> **WHAT IS REQUIRED**:
Transcribe exactly everything in the data below from the line containing "Category: fog bank" down to the line containing "pixel 628 167", both lines included and nothing further.

> **SOURCE DATA**:
====================

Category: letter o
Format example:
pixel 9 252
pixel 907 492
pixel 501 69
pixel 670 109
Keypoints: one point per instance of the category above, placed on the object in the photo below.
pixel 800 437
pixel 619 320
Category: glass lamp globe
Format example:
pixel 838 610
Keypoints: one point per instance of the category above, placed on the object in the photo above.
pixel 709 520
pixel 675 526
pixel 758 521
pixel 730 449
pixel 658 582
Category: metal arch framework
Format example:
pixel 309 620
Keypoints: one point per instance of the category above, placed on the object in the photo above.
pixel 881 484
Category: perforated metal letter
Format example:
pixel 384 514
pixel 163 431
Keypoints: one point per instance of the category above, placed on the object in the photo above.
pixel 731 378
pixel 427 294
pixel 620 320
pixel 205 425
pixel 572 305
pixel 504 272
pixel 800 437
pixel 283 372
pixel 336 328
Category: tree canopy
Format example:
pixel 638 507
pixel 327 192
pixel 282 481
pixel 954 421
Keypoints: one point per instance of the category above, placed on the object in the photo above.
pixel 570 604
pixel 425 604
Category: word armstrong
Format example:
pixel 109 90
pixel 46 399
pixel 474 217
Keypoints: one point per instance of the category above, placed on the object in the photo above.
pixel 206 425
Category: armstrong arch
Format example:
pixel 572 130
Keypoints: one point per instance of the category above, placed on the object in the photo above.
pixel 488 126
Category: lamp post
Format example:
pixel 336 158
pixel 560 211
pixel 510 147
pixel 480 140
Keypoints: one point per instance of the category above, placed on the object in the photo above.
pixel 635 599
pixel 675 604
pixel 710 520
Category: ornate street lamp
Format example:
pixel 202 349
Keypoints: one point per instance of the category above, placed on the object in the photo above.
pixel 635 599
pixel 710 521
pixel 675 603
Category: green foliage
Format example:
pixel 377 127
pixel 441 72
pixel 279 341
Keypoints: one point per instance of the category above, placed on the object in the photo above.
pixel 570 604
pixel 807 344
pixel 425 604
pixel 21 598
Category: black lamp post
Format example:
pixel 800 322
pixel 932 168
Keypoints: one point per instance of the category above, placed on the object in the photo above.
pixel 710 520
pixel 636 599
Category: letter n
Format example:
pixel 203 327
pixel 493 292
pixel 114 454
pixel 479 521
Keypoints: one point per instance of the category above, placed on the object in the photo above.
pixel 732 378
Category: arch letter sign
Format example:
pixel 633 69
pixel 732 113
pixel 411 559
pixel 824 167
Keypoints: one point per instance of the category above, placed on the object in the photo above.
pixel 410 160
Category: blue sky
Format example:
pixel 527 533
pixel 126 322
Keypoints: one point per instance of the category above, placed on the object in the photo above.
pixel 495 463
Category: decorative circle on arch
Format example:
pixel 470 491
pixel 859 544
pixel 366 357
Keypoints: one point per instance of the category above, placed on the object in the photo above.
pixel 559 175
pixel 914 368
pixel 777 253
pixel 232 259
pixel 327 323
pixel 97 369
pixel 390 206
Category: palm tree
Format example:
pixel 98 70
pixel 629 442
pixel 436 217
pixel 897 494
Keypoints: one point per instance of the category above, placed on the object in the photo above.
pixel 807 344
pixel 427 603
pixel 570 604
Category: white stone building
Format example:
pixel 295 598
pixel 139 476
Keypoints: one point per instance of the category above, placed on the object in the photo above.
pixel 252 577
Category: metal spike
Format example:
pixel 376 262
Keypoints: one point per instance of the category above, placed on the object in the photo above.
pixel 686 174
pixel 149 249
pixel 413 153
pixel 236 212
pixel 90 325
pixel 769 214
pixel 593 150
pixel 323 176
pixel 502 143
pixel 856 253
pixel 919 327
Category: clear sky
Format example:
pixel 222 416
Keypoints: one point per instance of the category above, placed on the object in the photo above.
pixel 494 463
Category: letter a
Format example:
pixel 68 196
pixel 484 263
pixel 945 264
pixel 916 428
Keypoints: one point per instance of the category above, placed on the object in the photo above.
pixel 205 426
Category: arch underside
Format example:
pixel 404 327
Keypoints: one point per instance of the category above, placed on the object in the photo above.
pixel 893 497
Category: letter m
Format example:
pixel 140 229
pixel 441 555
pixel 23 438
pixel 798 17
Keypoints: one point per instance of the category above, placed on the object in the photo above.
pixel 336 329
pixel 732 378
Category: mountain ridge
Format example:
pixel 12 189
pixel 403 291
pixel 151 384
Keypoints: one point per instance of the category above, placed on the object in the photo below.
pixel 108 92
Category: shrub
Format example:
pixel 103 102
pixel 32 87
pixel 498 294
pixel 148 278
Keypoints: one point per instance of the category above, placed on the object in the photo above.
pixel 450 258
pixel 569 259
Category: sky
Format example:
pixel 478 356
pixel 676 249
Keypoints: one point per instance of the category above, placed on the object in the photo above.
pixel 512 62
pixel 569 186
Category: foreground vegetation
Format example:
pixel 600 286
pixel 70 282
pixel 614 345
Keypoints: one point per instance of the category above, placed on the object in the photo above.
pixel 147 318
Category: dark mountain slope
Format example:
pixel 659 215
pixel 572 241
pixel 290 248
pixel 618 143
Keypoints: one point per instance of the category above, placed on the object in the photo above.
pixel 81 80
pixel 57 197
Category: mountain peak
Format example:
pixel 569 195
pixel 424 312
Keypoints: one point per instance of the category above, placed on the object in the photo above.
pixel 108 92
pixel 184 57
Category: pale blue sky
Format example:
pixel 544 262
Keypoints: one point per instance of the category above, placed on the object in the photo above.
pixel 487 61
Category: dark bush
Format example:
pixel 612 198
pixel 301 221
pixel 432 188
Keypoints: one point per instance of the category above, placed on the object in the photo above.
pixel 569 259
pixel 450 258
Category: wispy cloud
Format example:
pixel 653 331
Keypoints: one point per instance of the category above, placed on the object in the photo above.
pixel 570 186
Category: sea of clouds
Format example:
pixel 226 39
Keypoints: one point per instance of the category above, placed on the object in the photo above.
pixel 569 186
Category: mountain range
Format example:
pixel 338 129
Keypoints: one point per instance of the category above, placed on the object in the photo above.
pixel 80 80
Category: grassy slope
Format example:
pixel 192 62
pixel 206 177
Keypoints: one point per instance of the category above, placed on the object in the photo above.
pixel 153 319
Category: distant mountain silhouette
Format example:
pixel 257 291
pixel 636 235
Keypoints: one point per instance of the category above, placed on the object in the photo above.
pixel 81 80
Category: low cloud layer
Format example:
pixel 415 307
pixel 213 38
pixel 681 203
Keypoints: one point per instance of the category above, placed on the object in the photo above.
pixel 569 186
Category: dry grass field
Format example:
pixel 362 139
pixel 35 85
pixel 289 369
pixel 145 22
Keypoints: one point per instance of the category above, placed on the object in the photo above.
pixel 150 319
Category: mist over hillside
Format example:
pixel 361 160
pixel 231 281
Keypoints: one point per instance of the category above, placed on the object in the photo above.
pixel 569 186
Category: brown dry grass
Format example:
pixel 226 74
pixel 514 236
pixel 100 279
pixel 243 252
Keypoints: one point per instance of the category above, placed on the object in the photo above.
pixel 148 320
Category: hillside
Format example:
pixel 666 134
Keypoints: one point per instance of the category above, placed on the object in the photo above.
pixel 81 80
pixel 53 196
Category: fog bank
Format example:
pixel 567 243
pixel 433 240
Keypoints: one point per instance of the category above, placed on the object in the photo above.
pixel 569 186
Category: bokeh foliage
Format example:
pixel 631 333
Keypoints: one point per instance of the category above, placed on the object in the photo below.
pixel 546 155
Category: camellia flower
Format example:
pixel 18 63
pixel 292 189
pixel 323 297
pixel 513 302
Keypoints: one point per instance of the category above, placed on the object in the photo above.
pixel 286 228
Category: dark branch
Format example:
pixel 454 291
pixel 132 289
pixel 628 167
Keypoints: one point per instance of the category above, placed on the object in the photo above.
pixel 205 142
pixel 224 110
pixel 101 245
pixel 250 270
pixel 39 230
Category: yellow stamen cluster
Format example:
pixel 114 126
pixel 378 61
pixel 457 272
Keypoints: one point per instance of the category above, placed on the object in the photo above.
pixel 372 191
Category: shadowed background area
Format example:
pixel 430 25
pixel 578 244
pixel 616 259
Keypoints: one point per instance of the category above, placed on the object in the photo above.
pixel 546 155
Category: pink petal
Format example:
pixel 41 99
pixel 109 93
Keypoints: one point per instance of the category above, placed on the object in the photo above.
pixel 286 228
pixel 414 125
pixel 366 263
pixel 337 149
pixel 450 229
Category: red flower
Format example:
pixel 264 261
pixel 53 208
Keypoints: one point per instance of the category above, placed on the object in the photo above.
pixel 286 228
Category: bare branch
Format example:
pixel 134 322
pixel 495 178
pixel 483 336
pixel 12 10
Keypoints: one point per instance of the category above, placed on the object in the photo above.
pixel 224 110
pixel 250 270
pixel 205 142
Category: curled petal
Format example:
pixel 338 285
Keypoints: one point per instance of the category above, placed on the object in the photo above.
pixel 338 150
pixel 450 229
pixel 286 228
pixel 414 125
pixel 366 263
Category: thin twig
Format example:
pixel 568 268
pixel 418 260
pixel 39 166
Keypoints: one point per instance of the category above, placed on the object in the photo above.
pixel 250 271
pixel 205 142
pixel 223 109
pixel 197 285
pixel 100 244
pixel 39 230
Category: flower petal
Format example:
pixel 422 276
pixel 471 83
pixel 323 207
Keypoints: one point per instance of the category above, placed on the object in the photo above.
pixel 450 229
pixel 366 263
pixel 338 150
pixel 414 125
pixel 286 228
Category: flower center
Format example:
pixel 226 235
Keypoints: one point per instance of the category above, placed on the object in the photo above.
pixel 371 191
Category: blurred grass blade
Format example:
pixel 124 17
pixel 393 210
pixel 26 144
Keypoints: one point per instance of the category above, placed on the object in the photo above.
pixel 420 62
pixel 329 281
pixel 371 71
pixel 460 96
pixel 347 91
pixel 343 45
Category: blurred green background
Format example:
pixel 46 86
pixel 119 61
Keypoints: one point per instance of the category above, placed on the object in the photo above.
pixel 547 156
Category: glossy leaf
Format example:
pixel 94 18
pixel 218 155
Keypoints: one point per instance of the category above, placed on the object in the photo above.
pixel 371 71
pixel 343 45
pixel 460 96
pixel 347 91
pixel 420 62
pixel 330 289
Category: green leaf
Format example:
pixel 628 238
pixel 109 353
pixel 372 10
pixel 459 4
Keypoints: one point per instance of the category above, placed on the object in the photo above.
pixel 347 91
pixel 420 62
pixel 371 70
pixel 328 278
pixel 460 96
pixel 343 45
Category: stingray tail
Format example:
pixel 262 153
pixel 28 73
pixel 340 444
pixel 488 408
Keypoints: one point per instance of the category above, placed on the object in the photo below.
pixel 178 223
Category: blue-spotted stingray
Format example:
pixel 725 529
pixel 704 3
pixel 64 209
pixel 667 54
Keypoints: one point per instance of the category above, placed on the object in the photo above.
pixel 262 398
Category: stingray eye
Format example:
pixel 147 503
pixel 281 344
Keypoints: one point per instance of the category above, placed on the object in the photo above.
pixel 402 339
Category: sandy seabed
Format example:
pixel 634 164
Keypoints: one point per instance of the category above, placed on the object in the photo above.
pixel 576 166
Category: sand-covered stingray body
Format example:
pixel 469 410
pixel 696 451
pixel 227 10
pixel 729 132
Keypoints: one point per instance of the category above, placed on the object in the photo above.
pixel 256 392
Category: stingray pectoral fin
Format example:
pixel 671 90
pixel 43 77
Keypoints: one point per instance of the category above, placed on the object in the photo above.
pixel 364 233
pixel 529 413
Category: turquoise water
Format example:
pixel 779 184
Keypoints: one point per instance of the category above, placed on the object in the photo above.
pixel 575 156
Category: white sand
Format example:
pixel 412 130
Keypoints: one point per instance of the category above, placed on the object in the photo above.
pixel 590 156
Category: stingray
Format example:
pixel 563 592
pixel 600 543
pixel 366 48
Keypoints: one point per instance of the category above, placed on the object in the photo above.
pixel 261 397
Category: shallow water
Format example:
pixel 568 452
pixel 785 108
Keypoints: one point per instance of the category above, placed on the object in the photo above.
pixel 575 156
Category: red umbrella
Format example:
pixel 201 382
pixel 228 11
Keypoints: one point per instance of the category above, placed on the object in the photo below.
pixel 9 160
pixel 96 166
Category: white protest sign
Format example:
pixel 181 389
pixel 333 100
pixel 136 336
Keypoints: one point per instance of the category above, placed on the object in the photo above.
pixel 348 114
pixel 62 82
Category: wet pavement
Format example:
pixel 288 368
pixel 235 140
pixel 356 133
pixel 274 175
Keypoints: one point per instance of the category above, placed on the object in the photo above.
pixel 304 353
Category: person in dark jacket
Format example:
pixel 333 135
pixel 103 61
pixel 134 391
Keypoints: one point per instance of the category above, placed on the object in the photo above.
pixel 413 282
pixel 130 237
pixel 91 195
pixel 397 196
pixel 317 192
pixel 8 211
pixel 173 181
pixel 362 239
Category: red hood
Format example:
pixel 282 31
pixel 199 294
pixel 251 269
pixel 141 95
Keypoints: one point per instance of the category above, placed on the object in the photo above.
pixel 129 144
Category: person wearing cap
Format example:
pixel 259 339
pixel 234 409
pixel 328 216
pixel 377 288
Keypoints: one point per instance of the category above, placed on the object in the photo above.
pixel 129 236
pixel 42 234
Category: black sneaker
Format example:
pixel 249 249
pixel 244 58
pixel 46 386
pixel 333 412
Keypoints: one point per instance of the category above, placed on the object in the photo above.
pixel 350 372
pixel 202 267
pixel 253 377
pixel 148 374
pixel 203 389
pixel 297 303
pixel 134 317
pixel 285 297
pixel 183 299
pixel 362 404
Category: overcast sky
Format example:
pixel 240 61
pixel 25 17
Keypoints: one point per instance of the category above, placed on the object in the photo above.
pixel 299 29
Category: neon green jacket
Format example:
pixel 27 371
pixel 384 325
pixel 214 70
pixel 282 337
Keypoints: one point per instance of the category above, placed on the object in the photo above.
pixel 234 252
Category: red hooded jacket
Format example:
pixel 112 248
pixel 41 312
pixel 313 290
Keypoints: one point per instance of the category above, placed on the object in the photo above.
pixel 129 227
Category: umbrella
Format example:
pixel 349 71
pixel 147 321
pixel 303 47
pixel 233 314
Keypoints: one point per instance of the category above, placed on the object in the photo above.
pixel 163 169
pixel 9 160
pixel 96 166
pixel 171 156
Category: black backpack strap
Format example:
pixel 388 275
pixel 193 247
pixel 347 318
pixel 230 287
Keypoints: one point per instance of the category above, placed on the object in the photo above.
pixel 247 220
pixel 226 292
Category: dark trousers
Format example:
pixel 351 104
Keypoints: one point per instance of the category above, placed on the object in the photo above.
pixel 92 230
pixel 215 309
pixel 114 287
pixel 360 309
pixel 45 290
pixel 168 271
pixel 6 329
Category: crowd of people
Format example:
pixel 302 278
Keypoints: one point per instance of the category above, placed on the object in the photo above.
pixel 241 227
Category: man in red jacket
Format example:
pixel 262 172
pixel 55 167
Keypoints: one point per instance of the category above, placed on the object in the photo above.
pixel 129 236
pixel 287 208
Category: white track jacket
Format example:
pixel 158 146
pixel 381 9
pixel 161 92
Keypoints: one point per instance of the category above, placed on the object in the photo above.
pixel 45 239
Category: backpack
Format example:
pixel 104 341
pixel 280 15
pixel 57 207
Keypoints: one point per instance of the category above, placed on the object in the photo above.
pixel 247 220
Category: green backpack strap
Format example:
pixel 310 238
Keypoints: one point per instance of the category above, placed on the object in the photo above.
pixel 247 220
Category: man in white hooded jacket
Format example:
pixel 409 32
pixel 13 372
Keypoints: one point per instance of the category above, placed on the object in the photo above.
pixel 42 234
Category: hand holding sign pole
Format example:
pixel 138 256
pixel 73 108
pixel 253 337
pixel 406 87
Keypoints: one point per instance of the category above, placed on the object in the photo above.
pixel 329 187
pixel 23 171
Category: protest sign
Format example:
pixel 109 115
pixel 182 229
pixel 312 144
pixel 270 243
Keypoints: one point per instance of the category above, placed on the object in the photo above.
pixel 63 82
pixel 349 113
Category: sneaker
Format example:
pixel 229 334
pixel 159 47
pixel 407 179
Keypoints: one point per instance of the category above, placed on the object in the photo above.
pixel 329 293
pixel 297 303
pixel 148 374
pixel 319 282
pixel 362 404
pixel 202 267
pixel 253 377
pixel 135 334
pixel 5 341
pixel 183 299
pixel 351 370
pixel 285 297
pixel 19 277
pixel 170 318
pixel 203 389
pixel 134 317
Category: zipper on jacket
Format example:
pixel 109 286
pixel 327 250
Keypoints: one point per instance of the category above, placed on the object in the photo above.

====================

> **RESPONSE BELOW**:
Category: fog bank
Format example:
pixel 567 243
pixel 433 240
Keypoints: one point per instance of the category above, placed on the object in the photo above.
pixel 569 186
Category: bokeh foliage
Format example:
pixel 631 333
Keypoints: one point per instance of the category above, placed on the object in the photo below.
pixel 546 155
Category: camellia flower
Format example:
pixel 18 63
pixel 292 189
pixel 323 297
pixel 513 302
Keypoints: one point per instance of the category above, placed on the object in the photo above.
pixel 286 228
Category: dark branch
Format example:
pixel 454 291
pixel 132 289
pixel 628 167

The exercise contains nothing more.